Our most complex ac-coupled system integrates a 21 kW PV array and a XZERES 442 wind turbine with two SMA Sunny Island 5048-US inverters. The system utilizes a transfer-relay contactor to switch the PV output from the grid-connected main panel to the critical load panel powered by the Sunny Islands when the grid goes down. This strategy avoids an ac amperage pass-through bottleneck through the two Sunny Islands during normal system operation when the grid is up.

From my perspective, ac-coupled systems offer the following advantages:

  • The efficiency of grid-direct inverters is much higher than the efficiency of a dc-coupled battery-charging system.
  • PV array stringing options, combiners, and wiring are simpler and more flexible in ac-coupled systems than in dc-coupled systems.
  • The material and labor cost of installing an ac-coupled grid-direct inverter is comparable to the total cost of a charge controller, a dc-integration panel and the associated equipment required for dc-coupled systems.
  • Some inverter combinations, such as those used in SMA’s Sunny Island system, work in harmony to reduce griddirect– inverter output without fully disconnecting the grid-direct inverters. This allows for regulated battery charging when the system is in Off-Grid mode and generation exceeds the ac load.
  • Renewable energy production metering is simpler in ac-coupled systems because it is not necessary to account for grid and renewable energy generation that is consumed by critical loads or battery charging.

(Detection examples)
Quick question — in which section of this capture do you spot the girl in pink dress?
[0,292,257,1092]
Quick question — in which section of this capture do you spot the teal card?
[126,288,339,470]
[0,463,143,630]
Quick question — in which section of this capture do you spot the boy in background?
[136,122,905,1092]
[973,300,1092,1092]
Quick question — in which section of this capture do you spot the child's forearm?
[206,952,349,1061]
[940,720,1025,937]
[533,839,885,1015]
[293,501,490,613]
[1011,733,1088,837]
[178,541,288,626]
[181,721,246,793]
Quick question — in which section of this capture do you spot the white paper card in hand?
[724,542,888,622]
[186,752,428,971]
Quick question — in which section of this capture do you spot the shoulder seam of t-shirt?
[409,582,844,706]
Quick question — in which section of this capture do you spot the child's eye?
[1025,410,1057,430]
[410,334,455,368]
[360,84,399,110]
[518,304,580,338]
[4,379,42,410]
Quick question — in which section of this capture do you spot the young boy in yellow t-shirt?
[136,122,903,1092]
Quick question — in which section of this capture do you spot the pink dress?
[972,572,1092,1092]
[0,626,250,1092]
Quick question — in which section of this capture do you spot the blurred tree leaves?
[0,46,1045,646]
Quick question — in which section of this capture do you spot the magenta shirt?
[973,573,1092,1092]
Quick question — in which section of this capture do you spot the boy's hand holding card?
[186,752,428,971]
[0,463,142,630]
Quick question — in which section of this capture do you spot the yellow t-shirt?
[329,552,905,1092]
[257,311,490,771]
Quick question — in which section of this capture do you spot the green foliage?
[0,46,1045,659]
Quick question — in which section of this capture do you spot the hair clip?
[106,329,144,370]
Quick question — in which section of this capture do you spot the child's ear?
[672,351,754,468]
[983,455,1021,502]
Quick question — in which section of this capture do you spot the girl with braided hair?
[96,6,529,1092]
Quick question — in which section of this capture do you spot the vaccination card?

Set tasks:
1 - In the text on ac-coupled systems, which wind turbine is integrated with the 21 kW PV array?
2 - Echo the text on ac-coupled systems from "From my perspective, ac-coupled" to "in dc-coupled systems.".
3 - Carry on the text on ac-coupled solar and wind systems from its last sentence.

Replies:
1 - A XZERES 442 wind turbine.

2 -
From my perspective, ac-coupled systems offer the following advantages:

  • The efficiency of grid-direct inverters is much higher than the efficiency of a dc-coupled battery-charging system.
  • PV array stringing options, combiners, and wiring are simpler and more flexible in ac-coupled systems than in dc-coupled systems.

3 -
Some disadvantages of ac-coupled systems are also critical to consider:

  • When a system is in Off-Grid mode during utility outages, many ac-coupled–inverter combinations require an ac relay controlled by the battery-based inverter’s aux output to disconnect the grid-direct inverter when generation exceeds the energy consumed by the critical loads. This disconnect relay can cycle repeatedly, resulting in a loss of energy production during the 5-minute resynchronization waiting period every time the grid-direct inverter reconnects to the system.
  • The capacity of renewable generation sources is limited by the ac pass-through capacity of the battery-based inverter system. For example, the battery-based inverter capacity may need to be increased to handle the production of a large PV system even if the critical load requirements do not call for it. One work-around is a fairly complex contactor-relay setup that switches the grid-direct inverter output between the main electrical panel and the critical load subpanel.
  • While the frequency-shift regulation approach used in SMA’s Sunny Island system works well, the installation manual is not as clear or complete as it could be. That said, SMA’s documentation, experience, understanding and support for ac-coupled systems is likely better than that of other manufacturers. Expect to develop a close relationship with the inverter tech support people. Good cellphone coverage from the job site is a big advantage.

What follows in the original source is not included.